### Given exercise A
Please decide whether each statement below agrees with the article on user experience, answering yes or no and quoting the deciding words. (i) WhatsApp crashed over new years. (ii) Monitoring individual components is still enough to assume a good user experience. (iii) The CIO and CDO roles will start to merge in 2018.
### Given exercise B
In the article on user experience, which service went down the night before the London Marathon?
** Begin Supplied passage **
Even established industry players still experience challenges when it comes to maintaining a culture of constant availability, and moving forward this year, we’re set to see companies get proactive to ensure availability, top performance, and ultimately, unparalleled user experience.

So, what issues are organisations at the forefront of user experience excellence looking to tackle?

Availability needs to be addressed before companies can compete on user experience

2017 saw more than its fair share of major website and application outages, from Virgin Money Giving going down the night before the London Marathon, to WhatsApp crashing over new years – forcing people to actually talk to one another…via Facebook probably. The impact on organisations’ reputations, not to mention their pockets, ranged from inconvenient to disastrous.

It’s not just an overwhelming volume of online traffic that is reducing many critical websites and applications to near failure – it’s the so-called glitches we’ve seen in IT layers behind these channels which make it tough for sites to function as they want.

Recently, it was revealed that hundreds of parents in the UK are struggling to access their tax-free childcare benefits via an HMRC-run website, resulting in many nurseries and other childcare providers not being paid and parents scrambling to allocate personal funds. In some extreme cases, parents found that all records of their childcare benefit funds had been wiped from the system without explanation.

It’s examples like these that show how far many organisations still have to go before they can even compete on a user experience level. Regardless of whether it’s down to the prevailing organisational attitude, failing to ensure a 24/7 culture of availability and user-first culture impacts how competitive you can be in the market and in many cases, how you can deliver critical services.

Businesses will look to improve user experience by exercising and testing the supply chain

Application supply chains are becoming longer and more complex as digital enablement is bolted on top of legacy systems putting new and unforeseen workloads on applications.

This means that it is no longer viable to assume a good user experience from the monitoring of individual components and that the experience needs to be measured at the edge at a macro level.

For organisations looking to differentiate from a user experience point of view, exercising and testing the supply chain could be a real market differentiator in 2018.

UX requirements will drive evolution of the C-suite

As organisations become increasingly digitally enabled, it will become more important for the whole C-suite/board to be involved in looking at the ‘performance dashboard’.

Roles will have to transform in 2018; the CIO and CDO (Chief Digital Officer) will start to merge as the necessity for customer awareness and UX appreciation supersedes technical expertise alone.

The head of customer experience will rise to become one of the most important roles supporting digital services. In some companies, this may mean that CDOs begin to address more customer experience requirements, and in others, it may mean that CDOs morph into the customer experience role over time.
** End Supplied passage **
** Begin Excerpted data **
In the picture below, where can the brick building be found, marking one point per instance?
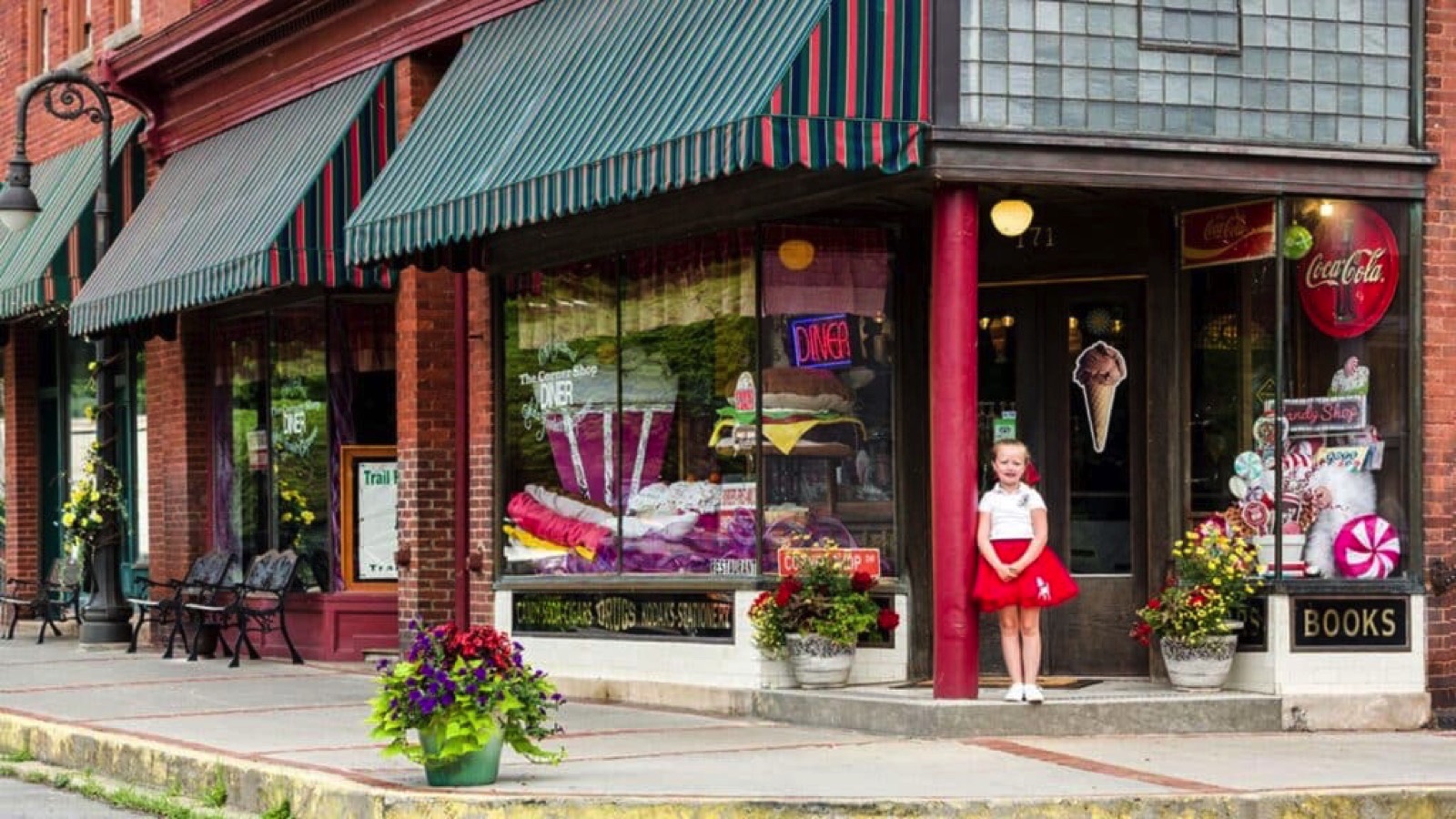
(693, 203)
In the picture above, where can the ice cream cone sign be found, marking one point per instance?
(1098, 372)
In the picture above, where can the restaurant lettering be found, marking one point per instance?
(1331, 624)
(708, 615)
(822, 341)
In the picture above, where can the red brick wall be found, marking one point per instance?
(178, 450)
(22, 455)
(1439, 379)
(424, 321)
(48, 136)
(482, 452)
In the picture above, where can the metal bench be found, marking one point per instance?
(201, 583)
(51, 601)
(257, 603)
** End Excerpted data **
** Begin Excerpted data **
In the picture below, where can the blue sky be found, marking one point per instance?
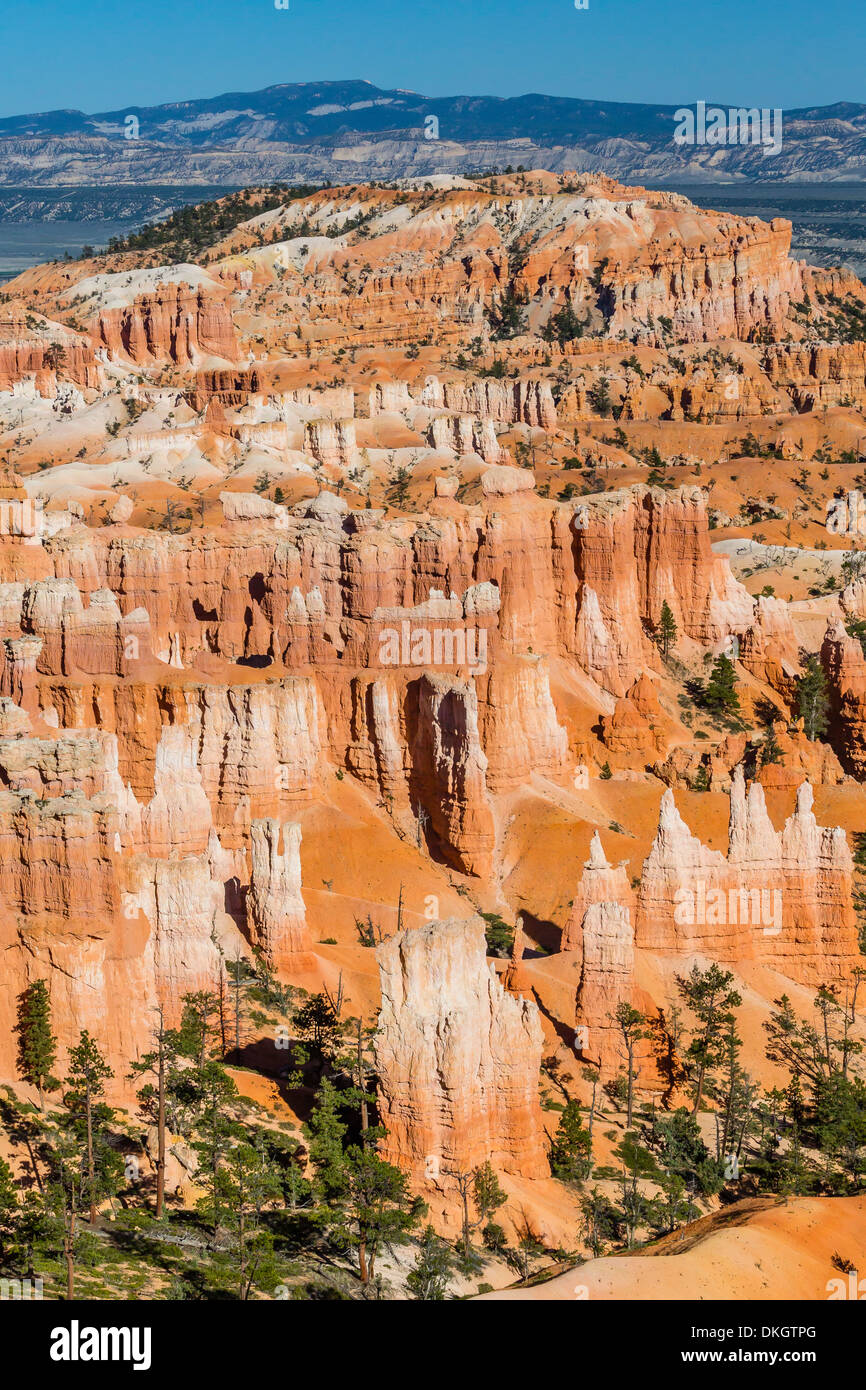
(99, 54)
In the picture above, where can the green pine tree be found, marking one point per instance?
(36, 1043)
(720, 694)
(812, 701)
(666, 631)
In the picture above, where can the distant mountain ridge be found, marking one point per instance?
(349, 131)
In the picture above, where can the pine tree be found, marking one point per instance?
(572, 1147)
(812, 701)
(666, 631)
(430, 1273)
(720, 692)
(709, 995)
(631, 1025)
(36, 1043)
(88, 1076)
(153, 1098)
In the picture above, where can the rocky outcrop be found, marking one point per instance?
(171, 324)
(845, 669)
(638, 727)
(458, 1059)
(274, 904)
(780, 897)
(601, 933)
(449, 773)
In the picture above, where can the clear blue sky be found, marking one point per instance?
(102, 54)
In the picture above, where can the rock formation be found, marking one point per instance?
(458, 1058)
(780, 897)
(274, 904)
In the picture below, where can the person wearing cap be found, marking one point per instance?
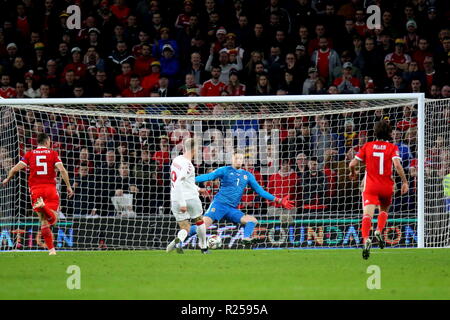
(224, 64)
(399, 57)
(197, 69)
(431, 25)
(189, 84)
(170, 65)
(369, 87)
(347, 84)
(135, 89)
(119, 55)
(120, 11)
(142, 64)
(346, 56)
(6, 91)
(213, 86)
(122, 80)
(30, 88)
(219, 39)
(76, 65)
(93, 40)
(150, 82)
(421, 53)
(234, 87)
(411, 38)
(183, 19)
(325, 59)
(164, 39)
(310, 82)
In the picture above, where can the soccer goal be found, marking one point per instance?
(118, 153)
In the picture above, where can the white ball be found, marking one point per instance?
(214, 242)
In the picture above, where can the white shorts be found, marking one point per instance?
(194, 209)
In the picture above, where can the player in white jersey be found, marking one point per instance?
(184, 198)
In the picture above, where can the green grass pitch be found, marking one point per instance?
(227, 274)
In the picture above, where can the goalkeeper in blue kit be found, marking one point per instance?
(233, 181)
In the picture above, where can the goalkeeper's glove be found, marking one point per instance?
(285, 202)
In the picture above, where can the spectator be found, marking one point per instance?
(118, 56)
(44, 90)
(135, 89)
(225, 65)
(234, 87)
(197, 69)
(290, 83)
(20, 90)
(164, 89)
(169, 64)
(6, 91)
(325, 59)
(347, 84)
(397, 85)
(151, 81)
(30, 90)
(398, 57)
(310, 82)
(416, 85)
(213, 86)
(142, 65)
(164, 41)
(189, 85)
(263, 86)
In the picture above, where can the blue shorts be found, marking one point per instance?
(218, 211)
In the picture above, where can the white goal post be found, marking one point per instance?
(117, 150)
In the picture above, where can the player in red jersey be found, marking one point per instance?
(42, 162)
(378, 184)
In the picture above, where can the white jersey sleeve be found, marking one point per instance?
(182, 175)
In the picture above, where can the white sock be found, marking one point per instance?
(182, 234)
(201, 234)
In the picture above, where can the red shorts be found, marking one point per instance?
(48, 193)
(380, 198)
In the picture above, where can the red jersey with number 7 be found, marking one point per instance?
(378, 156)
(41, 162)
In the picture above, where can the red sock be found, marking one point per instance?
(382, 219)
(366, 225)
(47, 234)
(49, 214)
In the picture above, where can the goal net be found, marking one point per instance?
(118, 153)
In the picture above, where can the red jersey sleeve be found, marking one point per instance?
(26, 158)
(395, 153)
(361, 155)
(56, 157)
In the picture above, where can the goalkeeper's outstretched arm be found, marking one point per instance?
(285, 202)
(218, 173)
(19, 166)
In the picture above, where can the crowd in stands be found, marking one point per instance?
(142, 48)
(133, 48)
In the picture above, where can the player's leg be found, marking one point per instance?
** End Excerpted data **
### Exercise answer A
(i) Yes: "WhatsApp crashing over new years"
(ii) No: "it is no longer viable to assume a good user experience from the monitoring of individual components"
(iii) Yes: "the CIO and CDO (Chief Digital Officer) will start to merge"

### Exercise answer B
Virgin Money Giving.